» **Exercise brief**
Please rewrite every line of all the items below, increasing each point coordinate by 94 and leaving the pictures out.

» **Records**
★ ★ ★ ★ ★ ★ ★
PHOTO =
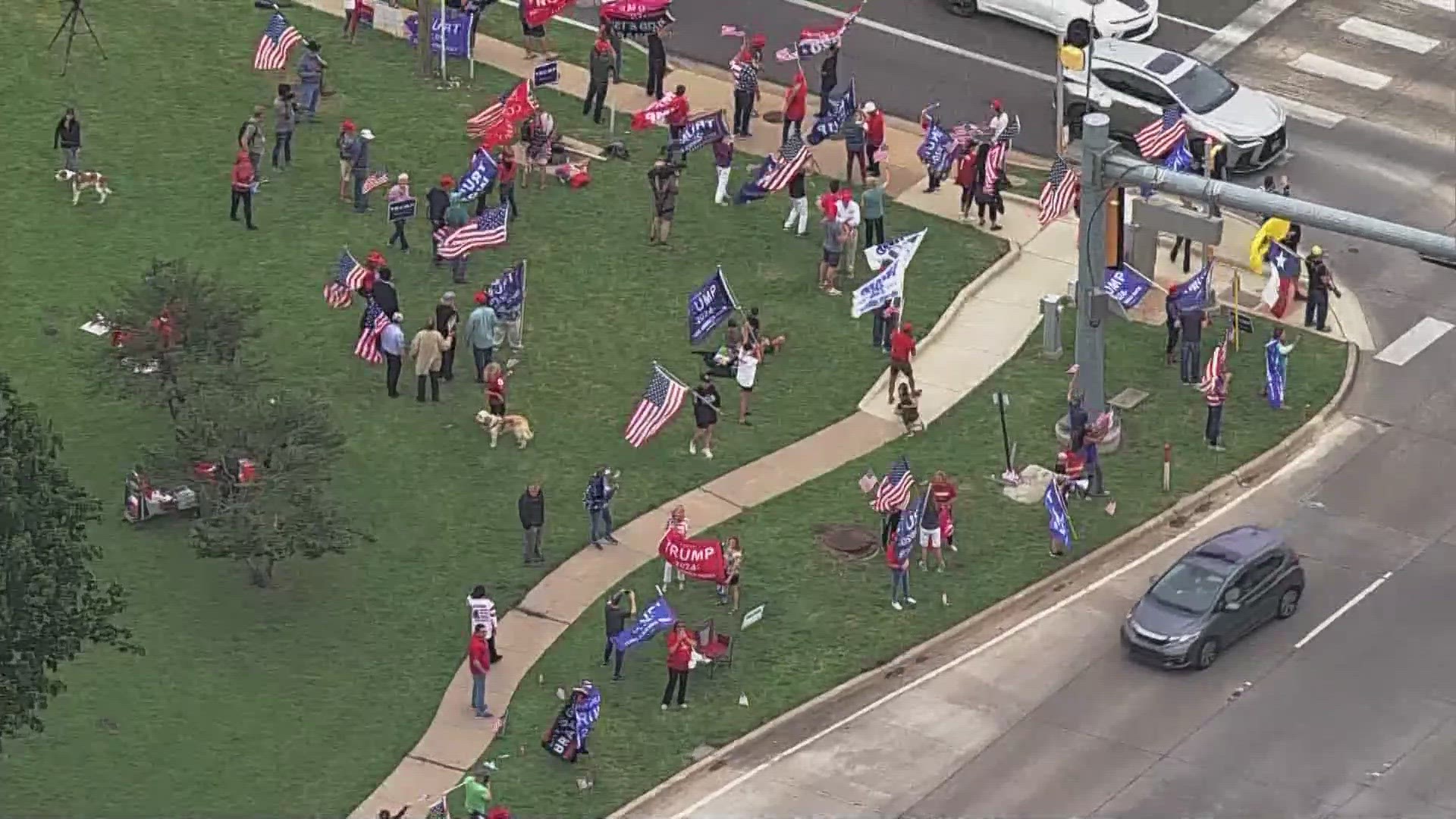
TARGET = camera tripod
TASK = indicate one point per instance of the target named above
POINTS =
(73, 17)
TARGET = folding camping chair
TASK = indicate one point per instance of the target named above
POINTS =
(717, 648)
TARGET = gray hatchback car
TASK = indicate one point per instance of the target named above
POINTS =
(1215, 595)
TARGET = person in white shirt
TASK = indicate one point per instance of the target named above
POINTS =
(848, 216)
(482, 613)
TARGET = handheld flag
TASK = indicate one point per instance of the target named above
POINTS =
(840, 108)
(1057, 519)
(1126, 284)
(893, 491)
(1163, 134)
(488, 231)
(660, 403)
(710, 306)
(274, 46)
(509, 292)
(1059, 194)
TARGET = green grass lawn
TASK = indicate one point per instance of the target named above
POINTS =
(829, 620)
(299, 700)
★ ★ ★ ★ ★ ★ ★
» **Response**
PHOTO =
TARGET = camera tripod
TASK = indicate one point per instance of the target named above
POINTS =
(167, 111)
TARGET = folding camping chair
TASK = indicate one point per instance of the target named above
POINTS =
(811, 742)
TARGET = gray hatchback car
TASK = indicate one point per instance of the target named above
POINTS =
(1309, 689)
TARGET = person in white shirt
TASK = indicate one point per instance of the target named above
POINTS =
(942, 310)
(576, 707)
TARGET = handheld flag
TASK = indicate one point per instance of the target named above
POINTS =
(934, 202)
(1151, 613)
(1220, 378)
(987, 585)
(1257, 228)
(582, 325)
(754, 497)
(804, 400)
(368, 140)
(603, 386)
(1153, 288)
TARGET = green grass lawn
TASK = indicate one point per instance of the target named above
POINTS =
(923, 714)
(393, 794)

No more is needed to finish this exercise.